> **ANFORDERUNG**: Führe den Lexikonauszug mit den Stichwörtern von „Mastnutzung“ bis „Masuccio“ nach seinem letzten Satz weiter.

Mastnutzung im Wald, Nutzung von Walderzeugnissen zur Mästung von Schweinen. Man unterscheidet Baummast (Obermast) und Erdmast (Untermast). Zur Baummast gehören die vom Schwein verzehrten Waldfrüchte, namentlich Eicheln und Bucheln, sodann Wildobst, Roßkastanien etc. Die Erdmast besteht in Larven und Puppen von Insekten, in Würmern, andern in und an der Erde lebenden Tieren, in Schwämmen und Wurzeln. Vorzeiten bildete die M. die Hauptnutzung, die Holznutzung eine Nebennutzung des Waldes. Seit Einführung des Kartoffelbaues hat die M. ihre Bedeutung fast ganz eingebüßt.

Mastŏdon (Zitzenzahn, Ohiotier, Mastodon Cuv.), dem Elefanten an Alter vorangehendes, der jüngern Tertiärzeit angehöriges, in Amerika aber zur Diluvialzeit noch mit jenem zugleich auftretendes Geschlecht der Rüsseltiere. Das M. ist vom Elefanten durch die höckerförmigen Backenzähne unterschieden (s. Tafel "Tertiärformation II."); die Stoßzähne sind aber ganz ähnlich, ebenso wie die Gestalt, der Knochenbau und unbedingt auch die Lebensweise. Man kennt bereits gegen zehn Arten aus Europa, Nord- und Südamerika und Indien. Namentlich in Amerika hat man viele Reste des M. gefunden, sie sind auch den Indianern bekannt, welche sie "Väter der Ochsen" nennen und annehmen, daß sie mit Menschen von entsprechender Größe zusammengelebt haben. Nächst verwandt ist noch das zu derselben Ordnung gehörige Dinotherium (s. d.).

Mastodonsaurĭer, s. Labyrinthodonten.

Mastodynīe (griech.), neuralgischer Schmerz in der Brustdrüse.

Mastricht, Stadt, s. Maastricht.

Mästung, s. Mast.

Mastupration (Masturbation, lat.), s. v. w. Onanie.

Masuccio (spr. -úttscho), Tommaso Guadato, ital. Schriftsteller, aus Salerno gebürtig, lebte in der zweiten Hälfte des 15. Jahrh. am aragonischen Fürstenhof zu Neapel und ist berühmt als Verfasser des "Novellino" (Neap. 1476, Mail. 1483, Vened. 1484 u. 1492), einer Sammlung von 50 Novellen, die, ein Seitenstück von Boccaccios "Decamerone", lebenswahre, oft verwegene Sittengemälde aus der damaligen Gesellschaft enthalten und daher dem Forscher für italienische Kunst, Sitte und Lokalgeschichte des 14. und 15. Jahrh. eine unschätzbare Quelle darbieten. Das der schönen und gelehrten Hippolyta von Aragonien gewidmete, jetzt sehr selten gewordene Buch erschien neuerdings als 1. Band von Settembrinis "Biblioteca napolitana" (Neap. 1874).

Gespeicherte Einträge:
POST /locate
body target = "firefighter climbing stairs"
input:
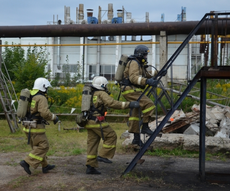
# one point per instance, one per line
(213, 71)
(7, 88)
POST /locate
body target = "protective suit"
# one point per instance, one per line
(98, 128)
(36, 135)
(135, 79)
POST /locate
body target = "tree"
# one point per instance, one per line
(12, 56)
(32, 67)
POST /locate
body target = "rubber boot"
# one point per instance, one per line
(26, 166)
(47, 168)
(145, 129)
(137, 140)
(91, 170)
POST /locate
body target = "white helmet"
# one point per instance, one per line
(41, 84)
(99, 82)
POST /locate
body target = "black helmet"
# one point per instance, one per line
(141, 53)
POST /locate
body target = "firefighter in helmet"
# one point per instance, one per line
(135, 79)
(39, 113)
(98, 128)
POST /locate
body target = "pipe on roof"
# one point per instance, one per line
(80, 30)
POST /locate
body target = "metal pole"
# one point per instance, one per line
(202, 128)
(0, 55)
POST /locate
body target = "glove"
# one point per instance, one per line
(151, 82)
(55, 120)
(164, 72)
(134, 104)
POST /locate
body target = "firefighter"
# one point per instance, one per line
(98, 128)
(135, 79)
(39, 113)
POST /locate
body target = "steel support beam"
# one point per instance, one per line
(202, 128)
(81, 30)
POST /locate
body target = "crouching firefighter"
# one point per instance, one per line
(135, 78)
(34, 127)
(98, 128)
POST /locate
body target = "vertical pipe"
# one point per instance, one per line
(99, 15)
(117, 52)
(188, 63)
(81, 55)
(52, 59)
(0, 56)
(77, 15)
(153, 61)
(202, 128)
(163, 54)
(58, 52)
(86, 66)
(98, 56)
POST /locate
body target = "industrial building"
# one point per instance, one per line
(99, 55)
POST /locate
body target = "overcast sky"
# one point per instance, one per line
(39, 12)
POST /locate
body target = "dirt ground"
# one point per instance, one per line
(156, 173)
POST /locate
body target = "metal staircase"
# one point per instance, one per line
(212, 71)
(7, 90)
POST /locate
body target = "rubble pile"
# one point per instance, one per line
(183, 130)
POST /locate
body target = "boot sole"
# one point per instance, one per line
(25, 168)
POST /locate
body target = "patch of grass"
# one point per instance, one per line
(174, 152)
(136, 177)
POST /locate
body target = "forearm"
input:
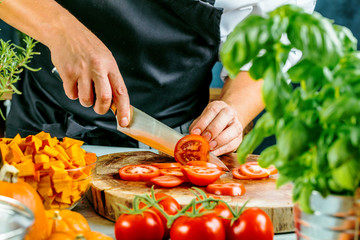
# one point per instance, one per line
(244, 95)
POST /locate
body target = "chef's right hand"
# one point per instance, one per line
(86, 65)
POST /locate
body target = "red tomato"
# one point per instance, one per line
(142, 226)
(171, 171)
(201, 176)
(166, 165)
(253, 224)
(192, 148)
(239, 175)
(203, 164)
(225, 215)
(170, 206)
(231, 189)
(140, 172)
(207, 226)
(167, 181)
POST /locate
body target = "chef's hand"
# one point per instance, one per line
(219, 124)
(90, 72)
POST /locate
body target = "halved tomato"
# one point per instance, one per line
(192, 148)
(239, 175)
(231, 189)
(171, 171)
(139, 172)
(203, 164)
(167, 181)
(166, 165)
(201, 176)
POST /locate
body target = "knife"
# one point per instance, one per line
(155, 134)
(152, 132)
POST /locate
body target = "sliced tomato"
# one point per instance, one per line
(139, 172)
(239, 175)
(201, 176)
(231, 189)
(167, 181)
(166, 165)
(171, 171)
(192, 148)
(203, 164)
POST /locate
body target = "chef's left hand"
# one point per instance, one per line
(220, 125)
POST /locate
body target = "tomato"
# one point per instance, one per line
(192, 148)
(225, 215)
(166, 165)
(143, 226)
(201, 176)
(171, 171)
(207, 226)
(167, 181)
(253, 170)
(238, 174)
(231, 189)
(140, 172)
(253, 224)
(202, 164)
(169, 205)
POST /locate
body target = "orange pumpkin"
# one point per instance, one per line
(79, 236)
(23, 192)
(66, 221)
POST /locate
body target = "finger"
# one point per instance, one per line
(103, 94)
(219, 123)
(206, 118)
(86, 94)
(70, 85)
(233, 131)
(121, 98)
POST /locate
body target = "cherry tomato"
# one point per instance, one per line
(201, 176)
(231, 189)
(202, 164)
(166, 165)
(142, 226)
(207, 226)
(192, 148)
(167, 181)
(140, 172)
(171, 171)
(170, 206)
(253, 224)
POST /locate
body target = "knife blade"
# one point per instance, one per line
(155, 134)
(152, 132)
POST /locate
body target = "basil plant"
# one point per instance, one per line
(317, 123)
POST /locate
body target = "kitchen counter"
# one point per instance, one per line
(99, 223)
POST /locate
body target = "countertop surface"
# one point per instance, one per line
(100, 224)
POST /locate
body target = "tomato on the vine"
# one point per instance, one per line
(253, 224)
(139, 172)
(201, 176)
(146, 225)
(207, 226)
(192, 148)
(169, 204)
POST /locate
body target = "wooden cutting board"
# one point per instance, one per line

> **ERGEBNIS**:
Masûdi, Ali Abul Hassan, berühmter arab. Schriftsteller, geboren zu Bagdad gegen Ende des 9. Jahrh., erwarb sich auf Reisen in Asien und Nordafrika ausgebreitete Kenntnisse, namentlich in Bezug auf das morgen- und abendländische Altertum, und starb 956 in Ägypten. Sein Hauptwerk ist "Akhbar alzeman", aus dem er selbst einen Auszug: "Morudschalzeheb" ("Die goldenen Wiesen", engl. von Sprenger, Lond. 1841, 2 Bde.; franz. mit dem Originaltext von Barbier de Meynard und Pavet de Courteille, Par. 1861-74, 8 Bde.), veranstaltete. Dasselbe bildet eine reiche Fundgrube für die Geographie, Kultur und Geschichte des Orients.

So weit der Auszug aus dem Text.